── PROVIDED RECORDS

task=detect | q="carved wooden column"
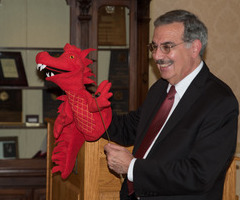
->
[137,0,151,107]
[67,0,92,49]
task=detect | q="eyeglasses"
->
[148,42,185,54]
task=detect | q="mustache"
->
[155,59,173,65]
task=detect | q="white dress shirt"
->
[127,61,203,181]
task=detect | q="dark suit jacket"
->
[109,63,239,200]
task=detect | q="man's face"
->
[152,23,200,85]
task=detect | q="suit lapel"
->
[133,79,168,153]
[149,63,209,154]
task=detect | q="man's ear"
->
[192,39,202,58]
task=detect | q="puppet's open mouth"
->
[37,64,69,77]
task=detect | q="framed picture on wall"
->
[0,52,28,86]
[0,136,18,159]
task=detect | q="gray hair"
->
[154,10,208,57]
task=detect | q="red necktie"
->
[127,85,176,195]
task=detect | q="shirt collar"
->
[167,61,203,99]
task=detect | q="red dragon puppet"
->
[36,44,112,179]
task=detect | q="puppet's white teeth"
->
[37,64,46,71]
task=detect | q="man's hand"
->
[104,143,133,174]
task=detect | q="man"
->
[104,10,239,200]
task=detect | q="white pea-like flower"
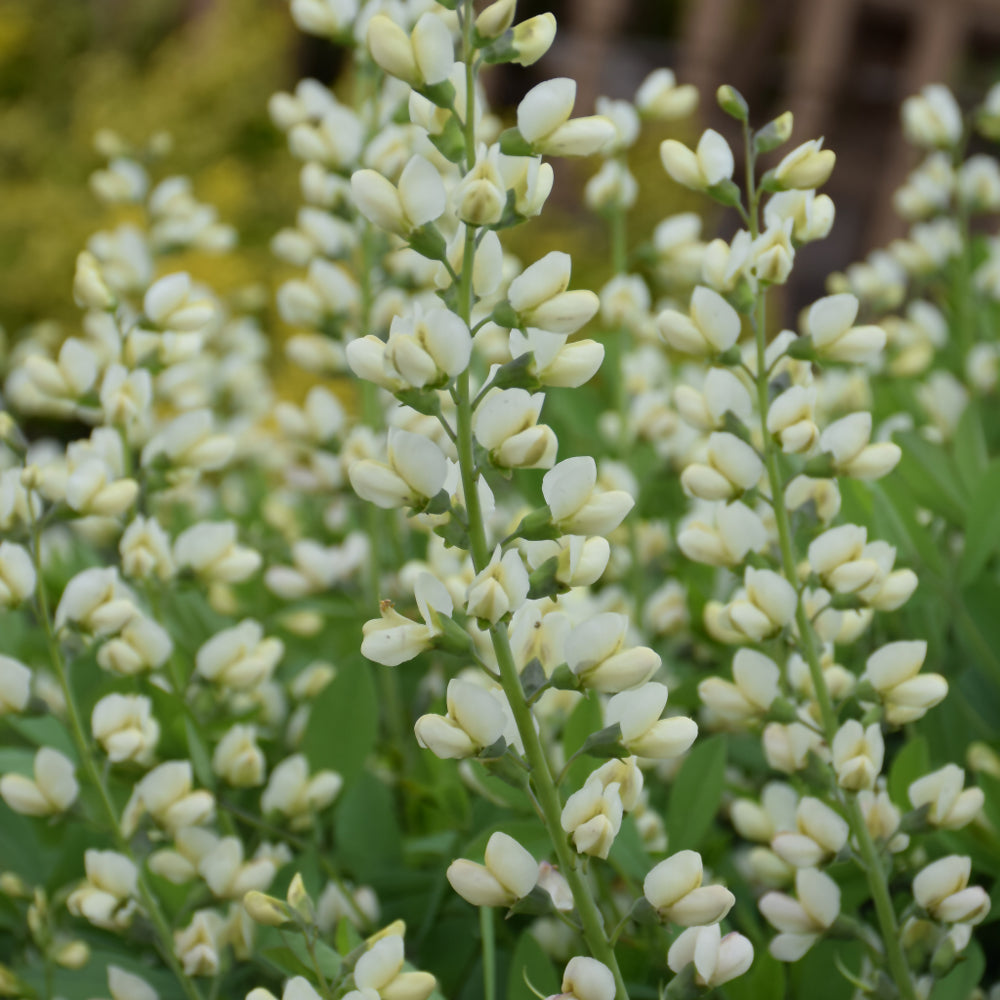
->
[142,271,215,333]
[542,455,635,535]
[347,427,448,510]
[819,411,903,479]
[142,409,236,471]
[656,286,742,357]
[561,774,624,858]
[758,868,840,962]
[195,618,285,691]
[361,573,455,667]
[677,500,769,567]
[667,924,753,989]
[0,542,36,608]
[674,368,753,431]
[212,725,267,788]
[913,854,990,924]
[864,640,948,726]
[660,129,736,191]
[772,139,837,190]
[413,677,507,760]
[771,796,850,868]
[564,611,660,694]
[465,545,530,625]
[806,292,886,364]
[604,681,698,760]
[0,654,31,716]
[559,955,617,1000]
[517,77,617,156]
[832,719,885,792]
[90,694,160,764]
[0,747,80,816]
[174,910,225,976]
[698,649,781,725]
[642,851,736,927]
[132,760,215,833]
[66,848,139,930]
[507,250,601,334]
[902,83,962,149]
[97,612,174,677]
[260,754,344,830]
[907,764,985,830]
[635,67,698,121]
[473,389,559,469]
[447,831,538,906]
[173,521,261,583]
[55,566,138,636]
[351,154,447,237]
[198,837,277,900]
[681,431,764,500]
[367,12,455,90]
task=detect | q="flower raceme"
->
[447,832,538,906]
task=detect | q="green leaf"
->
[930,939,986,1000]
[667,736,726,853]
[958,460,1000,587]
[507,931,559,1000]
[184,715,215,788]
[952,394,990,496]
[725,948,785,1000]
[889,736,930,811]
[302,657,376,781]
[896,431,966,525]
[334,774,403,885]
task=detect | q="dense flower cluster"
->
[0,0,1000,1000]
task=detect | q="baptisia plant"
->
[647,87,984,998]
[346,0,749,1000]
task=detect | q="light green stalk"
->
[744,126,917,1000]
[456,0,628,1000]
[32,524,202,1000]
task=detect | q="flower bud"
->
[447,832,538,906]
[0,747,80,816]
[642,851,736,927]
[413,678,507,760]
[604,682,698,760]
[907,764,985,830]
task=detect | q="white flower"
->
[660,129,736,191]
[656,286,741,357]
[507,250,601,334]
[667,924,753,988]
[0,542,35,608]
[907,764,985,830]
[90,694,160,764]
[517,77,616,156]
[565,612,660,694]
[913,854,990,924]
[347,427,448,509]
[759,868,840,962]
[642,851,736,927]
[542,455,635,535]
[561,774,624,858]
[447,831,538,906]
[195,618,285,691]
[0,747,80,816]
[260,754,344,830]
[604,681,698,760]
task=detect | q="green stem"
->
[479,906,497,1000]
[455,0,628,1000]
[752,284,916,1000]
[32,524,202,1000]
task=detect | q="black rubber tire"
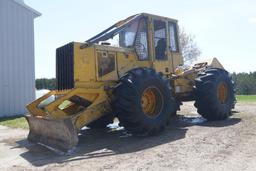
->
[87,114,114,129]
[112,68,177,136]
[194,69,236,121]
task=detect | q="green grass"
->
[236,95,256,102]
[0,117,28,129]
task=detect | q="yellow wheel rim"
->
[141,87,163,117]
[217,82,228,104]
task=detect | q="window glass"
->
[169,23,178,52]
[154,20,167,60]
[98,21,138,48]
[135,18,148,60]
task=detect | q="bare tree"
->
[179,28,201,65]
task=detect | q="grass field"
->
[0,95,256,129]
[0,117,28,129]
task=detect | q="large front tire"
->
[195,69,235,121]
[113,68,177,135]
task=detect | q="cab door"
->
[152,19,172,75]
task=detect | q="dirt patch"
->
[0,103,256,170]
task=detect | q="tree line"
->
[36,71,256,95]
[232,71,256,95]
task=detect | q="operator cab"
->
[86,13,182,60]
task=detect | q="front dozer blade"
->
[26,116,78,151]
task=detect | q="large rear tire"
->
[113,68,177,136]
[195,69,235,121]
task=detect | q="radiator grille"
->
[56,43,74,90]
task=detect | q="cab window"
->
[168,22,179,52]
[154,20,167,60]
[135,18,148,60]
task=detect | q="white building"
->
[0,0,41,117]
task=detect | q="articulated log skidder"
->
[26,13,235,150]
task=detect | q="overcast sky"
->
[25,0,256,78]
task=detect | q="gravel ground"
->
[0,103,256,171]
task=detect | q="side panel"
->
[74,43,96,84]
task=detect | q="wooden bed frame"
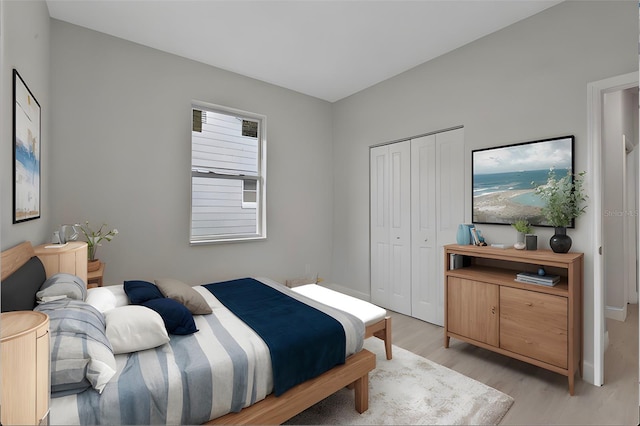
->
[0,241,376,424]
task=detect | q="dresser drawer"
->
[500,287,568,368]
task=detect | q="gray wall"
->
[48,20,333,284]
[0,1,54,250]
[0,1,638,390]
[333,1,638,382]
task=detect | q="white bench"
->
[291,284,392,359]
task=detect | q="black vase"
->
[549,227,571,253]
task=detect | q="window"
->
[190,103,266,244]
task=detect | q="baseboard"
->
[604,304,627,322]
[582,361,602,386]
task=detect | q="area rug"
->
[287,339,513,425]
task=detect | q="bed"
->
[1,242,375,424]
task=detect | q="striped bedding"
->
[50,278,364,425]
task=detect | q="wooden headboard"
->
[0,241,35,280]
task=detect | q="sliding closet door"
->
[411,129,465,325]
[411,135,441,324]
[370,141,411,315]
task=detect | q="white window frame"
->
[189,100,267,245]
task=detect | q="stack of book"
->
[516,272,560,287]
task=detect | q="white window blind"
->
[191,103,266,244]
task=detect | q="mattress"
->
[292,284,387,326]
[49,278,365,424]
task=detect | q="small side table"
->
[87,262,105,288]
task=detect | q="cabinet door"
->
[500,287,568,368]
[447,277,500,346]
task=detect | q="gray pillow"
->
[36,273,87,302]
[155,278,213,315]
[35,299,116,398]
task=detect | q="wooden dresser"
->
[444,244,584,395]
[0,311,51,425]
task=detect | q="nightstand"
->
[87,262,105,288]
[0,311,51,425]
[33,241,87,283]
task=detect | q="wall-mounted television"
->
[471,136,575,227]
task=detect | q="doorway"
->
[583,72,638,386]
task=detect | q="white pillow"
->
[104,305,169,354]
[85,284,129,313]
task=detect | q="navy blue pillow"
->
[124,281,164,305]
[142,297,198,334]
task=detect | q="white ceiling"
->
[47,0,561,102]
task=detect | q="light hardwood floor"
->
[391,305,639,425]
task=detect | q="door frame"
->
[583,71,638,386]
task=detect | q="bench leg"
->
[353,373,369,414]
[374,317,393,359]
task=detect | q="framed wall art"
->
[13,69,41,223]
[471,135,575,227]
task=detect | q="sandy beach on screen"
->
[473,189,542,223]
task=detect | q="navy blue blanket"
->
[203,278,346,396]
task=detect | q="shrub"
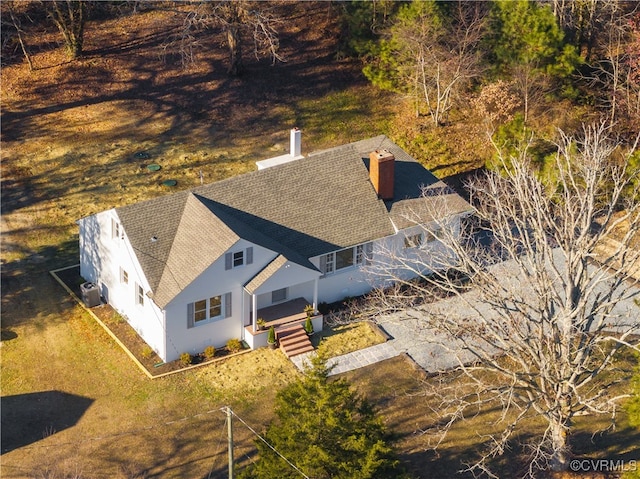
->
[304,304,315,318]
[304,316,313,336]
[180,353,193,366]
[227,339,242,353]
[111,311,127,324]
[204,346,216,359]
[318,301,329,315]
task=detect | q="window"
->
[233,251,244,268]
[136,283,144,306]
[320,243,373,275]
[322,253,335,274]
[209,296,222,318]
[335,248,353,271]
[187,293,231,328]
[193,296,222,323]
[426,228,441,243]
[404,233,422,248]
[271,288,287,303]
[193,299,207,322]
[224,247,253,270]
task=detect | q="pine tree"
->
[242,358,398,479]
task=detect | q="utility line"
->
[226,408,310,479]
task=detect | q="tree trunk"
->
[7,2,33,72]
[549,394,571,471]
[227,25,243,76]
[45,0,86,59]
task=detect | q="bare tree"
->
[368,124,640,476]
[0,0,33,71]
[165,0,283,76]
[41,0,87,58]
[365,1,487,125]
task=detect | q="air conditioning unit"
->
[80,281,101,308]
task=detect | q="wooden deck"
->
[258,298,309,328]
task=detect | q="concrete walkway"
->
[291,340,402,376]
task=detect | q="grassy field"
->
[0,3,640,479]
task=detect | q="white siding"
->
[311,217,460,303]
[79,209,166,359]
[165,240,276,361]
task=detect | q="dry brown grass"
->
[0,2,637,478]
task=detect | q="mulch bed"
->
[55,266,248,376]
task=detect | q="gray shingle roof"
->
[244,255,287,294]
[111,136,470,307]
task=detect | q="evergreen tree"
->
[243,358,397,479]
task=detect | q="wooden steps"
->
[276,323,314,358]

────

(INSTRUCTIONS TO FOLLOW): List every line of the material above that contains the string "large". Case counts.

(RESPONSE):
task=detect | q="large front tire"
task=detect | q="large rear tire"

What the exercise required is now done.